━━━ Material supplied

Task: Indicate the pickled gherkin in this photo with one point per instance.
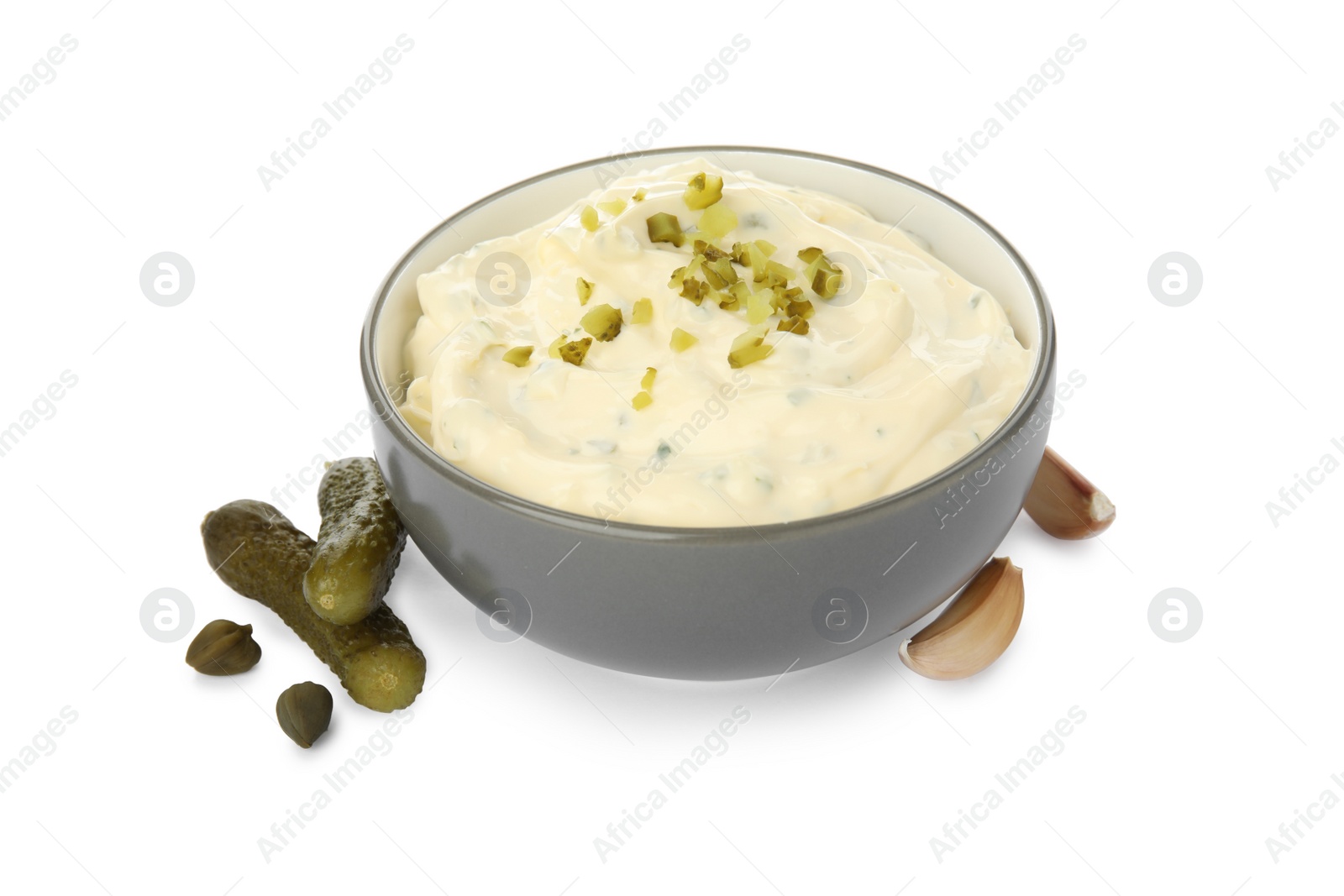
(665, 228)
(360, 543)
(703, 191)
(261, 555)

━━━━━━

_Problem:_ Rewrite every line of the listing above, requests included, adding 107 to each coordinate value in the answers. Leave out the pictures.

_The output:_
Task: Indicate the pickled gherkin in this photo with one point per instance.
(772, 335)
(467, 650)
(810, 298)
(368, 662)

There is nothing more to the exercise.